Records from a dataset
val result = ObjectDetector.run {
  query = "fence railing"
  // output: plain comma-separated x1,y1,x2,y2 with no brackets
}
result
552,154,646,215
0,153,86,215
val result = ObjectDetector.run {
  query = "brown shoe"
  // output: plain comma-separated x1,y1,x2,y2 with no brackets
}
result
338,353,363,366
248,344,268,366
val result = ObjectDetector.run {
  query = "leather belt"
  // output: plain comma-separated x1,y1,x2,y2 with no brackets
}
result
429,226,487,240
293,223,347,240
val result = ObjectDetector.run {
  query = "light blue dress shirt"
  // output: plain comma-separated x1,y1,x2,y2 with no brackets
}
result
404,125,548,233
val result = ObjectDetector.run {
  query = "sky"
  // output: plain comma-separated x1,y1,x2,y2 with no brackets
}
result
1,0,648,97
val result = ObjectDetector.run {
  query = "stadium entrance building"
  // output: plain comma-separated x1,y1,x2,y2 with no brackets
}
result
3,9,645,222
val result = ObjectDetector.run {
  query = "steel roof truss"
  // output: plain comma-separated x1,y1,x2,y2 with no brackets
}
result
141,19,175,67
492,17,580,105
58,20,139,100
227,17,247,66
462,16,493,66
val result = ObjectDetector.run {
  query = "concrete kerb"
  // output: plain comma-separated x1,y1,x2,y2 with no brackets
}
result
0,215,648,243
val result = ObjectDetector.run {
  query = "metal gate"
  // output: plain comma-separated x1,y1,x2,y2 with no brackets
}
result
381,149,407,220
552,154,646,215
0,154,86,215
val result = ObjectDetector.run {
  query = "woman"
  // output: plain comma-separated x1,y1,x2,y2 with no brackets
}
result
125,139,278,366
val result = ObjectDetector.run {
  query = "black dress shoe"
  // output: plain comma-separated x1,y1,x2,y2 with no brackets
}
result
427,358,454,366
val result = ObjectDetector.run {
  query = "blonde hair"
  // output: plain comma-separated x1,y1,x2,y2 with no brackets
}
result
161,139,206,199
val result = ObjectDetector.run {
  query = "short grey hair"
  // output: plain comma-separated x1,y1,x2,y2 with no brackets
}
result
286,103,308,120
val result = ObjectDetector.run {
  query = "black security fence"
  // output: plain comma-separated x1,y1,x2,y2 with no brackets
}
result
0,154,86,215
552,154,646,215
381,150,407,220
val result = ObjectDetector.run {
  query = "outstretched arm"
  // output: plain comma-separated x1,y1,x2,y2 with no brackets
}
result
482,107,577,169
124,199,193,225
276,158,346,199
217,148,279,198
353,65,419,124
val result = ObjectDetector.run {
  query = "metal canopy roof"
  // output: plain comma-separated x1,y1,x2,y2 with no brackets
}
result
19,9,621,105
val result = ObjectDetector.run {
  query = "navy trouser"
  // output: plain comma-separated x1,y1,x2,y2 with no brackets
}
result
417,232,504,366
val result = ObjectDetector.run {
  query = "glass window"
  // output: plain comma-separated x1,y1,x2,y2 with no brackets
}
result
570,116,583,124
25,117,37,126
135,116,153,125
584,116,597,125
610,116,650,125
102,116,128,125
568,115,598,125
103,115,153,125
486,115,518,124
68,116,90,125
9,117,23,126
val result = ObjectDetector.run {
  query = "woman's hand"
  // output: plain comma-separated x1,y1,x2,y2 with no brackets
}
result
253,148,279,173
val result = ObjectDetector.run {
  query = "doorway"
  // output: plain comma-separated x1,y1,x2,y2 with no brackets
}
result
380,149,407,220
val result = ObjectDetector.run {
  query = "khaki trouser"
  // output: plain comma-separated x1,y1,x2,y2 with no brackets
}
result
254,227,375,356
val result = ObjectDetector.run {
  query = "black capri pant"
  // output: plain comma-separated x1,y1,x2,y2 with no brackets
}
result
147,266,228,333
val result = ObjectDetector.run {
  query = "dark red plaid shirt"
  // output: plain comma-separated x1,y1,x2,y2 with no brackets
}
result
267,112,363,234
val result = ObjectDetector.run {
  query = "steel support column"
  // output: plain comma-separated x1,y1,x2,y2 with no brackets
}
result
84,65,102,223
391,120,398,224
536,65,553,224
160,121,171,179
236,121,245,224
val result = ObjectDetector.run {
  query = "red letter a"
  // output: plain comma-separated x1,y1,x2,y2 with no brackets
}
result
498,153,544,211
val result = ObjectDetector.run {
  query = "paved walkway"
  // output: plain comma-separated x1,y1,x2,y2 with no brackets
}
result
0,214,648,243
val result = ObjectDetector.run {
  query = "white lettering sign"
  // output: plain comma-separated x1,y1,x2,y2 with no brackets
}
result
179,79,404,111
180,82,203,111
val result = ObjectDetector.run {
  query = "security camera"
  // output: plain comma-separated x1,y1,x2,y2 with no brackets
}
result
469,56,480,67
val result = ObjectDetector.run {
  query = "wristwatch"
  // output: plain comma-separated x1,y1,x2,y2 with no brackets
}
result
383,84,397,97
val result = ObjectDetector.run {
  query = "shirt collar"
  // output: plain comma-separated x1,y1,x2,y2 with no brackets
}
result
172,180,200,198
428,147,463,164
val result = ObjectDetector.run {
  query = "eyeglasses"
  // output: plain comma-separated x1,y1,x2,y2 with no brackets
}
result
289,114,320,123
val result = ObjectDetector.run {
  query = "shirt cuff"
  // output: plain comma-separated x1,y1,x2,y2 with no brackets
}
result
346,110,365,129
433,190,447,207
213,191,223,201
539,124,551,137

What this task involves
Copy every line of the data where "black" is found.

Solution to the exercise
  query = "black dress shoe"
  query = "black security fence"
  query = "black capri pant"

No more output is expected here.